Records from a dataset
□ □ □ □ □

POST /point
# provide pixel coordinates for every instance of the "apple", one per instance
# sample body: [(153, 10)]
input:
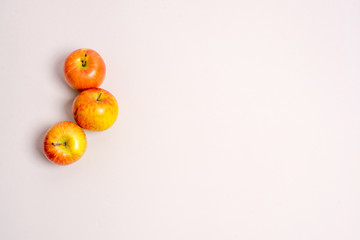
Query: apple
[(95, 109), (64, 143), (83, 69)]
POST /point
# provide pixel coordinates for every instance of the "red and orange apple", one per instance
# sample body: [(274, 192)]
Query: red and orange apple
[(95, 109), (64, 143), (84, 69)]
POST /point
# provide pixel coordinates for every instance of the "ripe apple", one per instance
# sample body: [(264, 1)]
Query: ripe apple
[(95, 109), (64, 143), (83, 69)]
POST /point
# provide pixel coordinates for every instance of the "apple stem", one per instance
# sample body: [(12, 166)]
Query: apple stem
[(98, 98), (83, 62), (58, 144)]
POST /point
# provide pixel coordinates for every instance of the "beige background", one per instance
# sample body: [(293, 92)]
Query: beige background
[(238, 120)]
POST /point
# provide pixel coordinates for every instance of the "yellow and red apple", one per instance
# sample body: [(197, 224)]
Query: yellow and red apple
[(95, 109), (64, 143), (84, 69)]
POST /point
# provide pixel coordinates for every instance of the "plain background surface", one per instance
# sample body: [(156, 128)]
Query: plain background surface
[(238, 120)]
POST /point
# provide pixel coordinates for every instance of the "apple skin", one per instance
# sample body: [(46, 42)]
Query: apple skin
[(83, 69), (95, 109), (64, 143)]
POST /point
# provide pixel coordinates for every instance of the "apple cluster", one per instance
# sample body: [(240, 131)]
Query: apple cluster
[(94, 108)]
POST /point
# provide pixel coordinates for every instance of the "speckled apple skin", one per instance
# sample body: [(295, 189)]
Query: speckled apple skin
[(73, 137), (80, 77), (92, 113)]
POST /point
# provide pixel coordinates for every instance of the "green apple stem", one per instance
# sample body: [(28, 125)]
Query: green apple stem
[(98, 98), (83, 62)]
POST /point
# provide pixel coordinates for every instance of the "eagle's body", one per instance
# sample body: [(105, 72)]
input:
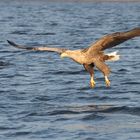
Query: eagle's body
[(93, 55)]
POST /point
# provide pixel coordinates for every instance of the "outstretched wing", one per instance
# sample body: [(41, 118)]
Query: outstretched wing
[(112, 40), (37, 48)]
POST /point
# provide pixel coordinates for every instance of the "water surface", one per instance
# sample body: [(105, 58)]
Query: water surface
[(44, 97)]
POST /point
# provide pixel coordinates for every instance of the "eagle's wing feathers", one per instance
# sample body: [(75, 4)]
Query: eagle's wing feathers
[(38, 48), (112, 40)]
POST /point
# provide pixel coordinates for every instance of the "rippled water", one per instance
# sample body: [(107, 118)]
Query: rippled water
[(44, 97)]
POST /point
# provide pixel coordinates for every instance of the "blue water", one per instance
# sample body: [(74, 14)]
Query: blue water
[(45, 97)]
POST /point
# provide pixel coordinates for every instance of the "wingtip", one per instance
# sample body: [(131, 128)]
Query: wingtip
[(11, 43)]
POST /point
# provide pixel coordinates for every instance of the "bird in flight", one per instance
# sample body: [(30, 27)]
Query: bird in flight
[(93, 55)]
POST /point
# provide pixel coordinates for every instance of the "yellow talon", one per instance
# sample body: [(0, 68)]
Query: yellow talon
[(92, 83), (107, 81)]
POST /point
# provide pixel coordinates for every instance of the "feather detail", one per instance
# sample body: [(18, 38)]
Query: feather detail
[(113, 56)]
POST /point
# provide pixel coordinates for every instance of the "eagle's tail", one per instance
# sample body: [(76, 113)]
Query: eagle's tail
[(113, 56)]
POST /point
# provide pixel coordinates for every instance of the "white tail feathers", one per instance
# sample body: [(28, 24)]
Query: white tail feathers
[(115, 56)]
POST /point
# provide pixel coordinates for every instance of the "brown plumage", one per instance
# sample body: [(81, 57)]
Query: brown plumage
[(93, 55)]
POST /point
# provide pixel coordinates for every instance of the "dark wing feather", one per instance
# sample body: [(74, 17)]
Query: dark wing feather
[(38, 48), (112, 40)]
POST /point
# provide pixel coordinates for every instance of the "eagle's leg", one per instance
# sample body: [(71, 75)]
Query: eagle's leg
[(89, 68), (104, 69), (92, 82), (107, 81)]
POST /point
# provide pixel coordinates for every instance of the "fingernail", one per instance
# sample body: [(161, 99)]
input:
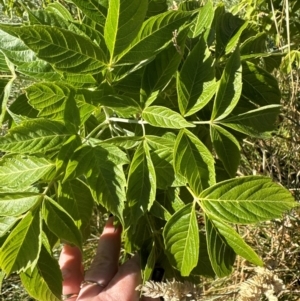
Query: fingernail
[(158, 274), (65, 273)]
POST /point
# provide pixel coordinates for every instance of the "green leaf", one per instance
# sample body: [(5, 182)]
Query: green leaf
[(161, 151), (121, 104), (35, 136), (60, 10), (221, 255), (66, 151), (256, 123), (159, 72), (51, 99), (107, 183), (45, 281), (204, 19), (22, 171), (160, 212), (233, 42), (102, 166), (141, 182), (39, 70), (164, 117), (15, 49), (204, 267), (93, 9), (123, 22), (3, 63), (4, 97), (196, 80), (150, 264), (230, 88), (228, 30), (154, 35), (6, 223), (236, 242), (17, 203), (193, 161), (259, 85), (156, 7), (60, 222), (21, 249), (246, 200), (75, 197), (65, 50), (227, 148), (182, 239)]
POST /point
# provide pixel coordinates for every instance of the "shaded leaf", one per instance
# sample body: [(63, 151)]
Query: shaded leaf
[(221, 255), (193, 161), (204, 19), (259, 86), (22, 171), (17, 203), (196, 80), (164, 117), (60, 222), (65, 50), (141, 183), (256, 123), (6, 223), (182, 239), (230, 88), (154, 35), (246, 200), (44, 282), (35, 136), (21, 249), (227, 148), (75, 197)]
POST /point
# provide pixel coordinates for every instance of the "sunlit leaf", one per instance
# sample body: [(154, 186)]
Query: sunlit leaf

□ □ □ □ □

__Task to complete__.
Convert the material above into a JSON list of strings, one string per line and no strings for blank lines. Cover all of the material, and leave the pictures out of the result.

__Answer__.
[
  "POST /point",
  "# provide pixel coordinates for every instance of the \"apple\", one per instance",
  "# sample body: [(153, 10)]",
  "input:",
  "Query: apple",
  "[(95, 109), (64, 143), (83, 69)]",
  "POST /point",
  "# provide pixel coordinates for every instance of the \"red and orange apple\", one per instance",
  "# sample body: [(274, 192)]",
  "Query: red and orange apple",
  "[(95, 109), (64, 143), (84, 69)]",
  "POST /point",
  "# provide pixel coordinates for every instance of the \"ripe apple\", one per instance",
  "# sample body: [(264, 1)]",
  "Query: ripe apple",
  "[(95, 109), (64, 143), (83, 69)]",
  "POST /point",
  "# provide pixel coordinates for every instance of the \"apple stem\", one per instance",
  "# sample body: [(12, 166)]",
  "Query: apple stem",
  "[(98, 98), (83, 62), (58, 144)]",
  "POST /point",
  "# provide pixel coordinates for every instance of the \"beige background\", one per instance",
  "# sample body: [(293, 92)]",
  "Query: beige background",
  "[(238, 120)]",
  "POST /point",
  "# provide pixel coordinates for every instance of the \"yellow and red apple\", one per instance",
  "# sample body: [(197, 224)]",
  "Query: yellow and red apple",
  "[(95, 109), (64, 143), (84, 69)]",
  "POST /point",
  "# provide pixel coordinates for every instance of the \"plain background surface\", one per instance",
  "# sample body: [(156, 128)]",
  "Query: plain background surface",
  "[(238, 120)]",
  "POST /point",
  "# provide pixel coordinates for every instance of the \"apple skin\", one per instance",
  "# sample body: [(46, 42)]",
  "Query: apple skin",
  "[(83, 69), (95, 109), (64, 143)]",
  "POST /point",
  "# provide pixel coordinates for every instance of the \"apple cluster\", one per instance",
  "# sample body: [(240, 131)]",
  "Query: apple cluster",
  "[(94, 108)]",
  "POST /point",
  "# provide pixel coordinates for every instance of the \"speckled apple skin\", one per instance",
  "# sample body: [(295, 189)]",
  "Query: speckled apple skin",
  "[(73, 137), (80, 77), (92, 113)]",
  "POST /point",
  "# provide pixel coordinates for every instance of the \"green apple stem\", one per instance",
  "# sample body: [(28, 125)]",
  "Query: green apple stem",
  "[(98, 98), (83, 62)]",
  "POST /point",
  "# provide pixel coordinates for every instance of the \"eagle's body\", one per instance",
  "# sample body: [(105, 72)]",
  "input:",
  "Query: eagle's body",
  "[(93, 55)]",
  "POST /point",
  "# provide pixel coordinates for every instance of the \"outstretched wing\", one per instance",
  "# sample body: [(41, 118)]",
  "Query: outstretched wing",
  "[(112, 40), (37, 48)]",
  "POST /point",
  "# provide pixel coordinates for every instance of the \"water surface\", one per instance",
  "# sample body: [(105, 58)]",
  "Query: water surface",
  "[(44, 97)]",
  "POST /point",
  "# provide pixel coordinates for every instance of the \"eagle's wing feathers\", one per instance",
  "# sample body: [(75, 4)]",
  "Query: eagle's wing feathers",
  "[(38, 48), (112, 40)]",
  "POST /point",
  "# provide pixel coordinates for every instance of the \"rippled water\", one per instance",
  "# sample body: [(107, 118)]",
  "Query: rippled water",
  "[(44, 97)]",
  "POST /point",
  "# provide pixel coordinates for every instance of the \"blue water\", one per instance",
  "# sample body: [(74, 14)]",
  "Query: blue water",
  "[(45, 97)]",
  "POST /point",
  "# provide pixel coordinates for every instance of the \"wingtip\", one per instance",
  "# sample body: [(131, 128)]",
  "Query: wingtip",
  "[(11, 43)]",
  "POST /point",
  "# provide pixel coordinates for every instance of the \"bird in flight\", one per instance",
  "# sample body: [(30, 27)]",
  "Query: bird in flight",
  "[(93, 55)]",
  "POST /point",
  "# provide pixel coordinates for every instance of the \"yellow talon\", one per instance",
  "# sample body: [(0, 68)]",
  "Query: yellow talon",
  "[(92, 83), (107, 81)]",
  "POST /point",
  "# provide pixel coordinates for every instance of the \"feather detail\", one per instance",
  "# sample body: [(18, 38)]",
  "Query: feather detail",
  "[(113, 56)]",
  "POST /point",
  "# provide pixel coordinates for every instance of the \"eagle's tail\", one per instance",
  "# sample body: [(76, 113)]",
  "Query: eagle's tail",
  "[(113, 56)]",
  "POST /point",
  "# provide pixel coordinates for every instance of the \"white tail feathers\", one per instance",
  "# sample body: [(28, 24)]",
  "Query: white tail feathers",
  "[(115, 56)]",
  "POST /point",
  "# provide pixel coordinates for every instance of the \"brown plumage\", one per instance",
  "# sample body: [(81, 57)]",
  "Query: brown plumage",
  "[(93, 55)]",
  "POST /point",
  "# provide pixel coordinates for every instance of the \"dark wing feather\", one per instance",
  "# sample body: [(74, 17)]",
  "Query: dark wing feather",
  "[(38, 48), (112, 40)]",
  "POST /point",
  "# provide pixel coordinates for every instance of the \"eagle's leg\", one per instance",
  "# sample body: [(71, 75)]",
  "Query: eagle's leg",
  "[(89, 68), (104, 69), (92, 82), (107, 81)]",
  "POST /point",
  "# provide pixel coordinates for every instance of the \"fingernail\", one per instance",
  "# sample body: [(161, 99)]",
  "input:",
  "Query: fingernail",
  "[(158, 274), (65, 273)]",
  "POST /point",
  "# provide pixel coordinates for every instance of the \"green leaf\", one per instance",
  "# sample body: [(5, 182)]",
  "Query: green leaf",
  "[(161, 151), (121, 104), (35, 136), (60, 10), (221, 255), (66, 151), (256, 123), (159, 72), (51, 99), (107, 183), (45, 281), (204, 19), (22, 171), (160, 212), (233, 42), (102, 166), (141, 182), (39, 70), (164, 117), (15, 49), (204, 267), (93, 9), (123, 22), (3, 63), (4, 97), (196, 80), (150, 264), (230, 88), (228, 30), (154, 35), (6, 223), (236, 242), (17, 203), (193, 161), (259, 85), (156, 7), (60, 222), (21, 249), (246, 200), (75, 197), (65, 50), (227, 148), (182, 239)]",
  "POST /point",
  "# provide pixel coordinates for every instance of the \"shaded leaf\", one per instance",
  "# sample body: [(63, 151)]",
  "Query: shaded leaf",
  "[(221, 255), (193, 161), (204, 19), (259, 86), (22, 171), (17, 203), (196, 80), (164, 117), (60, 222), (65, 50), (141, 183), (256, 123), (6, 223), (182, 239), (230, 88), (154, 35), (246, 200), (44, 282), (35, 136), (21, 249), (227, 148), (75, 197)]",
  "POST /point",
  "# provide pixel coordinates for every instance of the \"sunlit leaf\", one per instance",
  "# sample body: [(154, 186)]",
  "Query: sunlit leaf"
]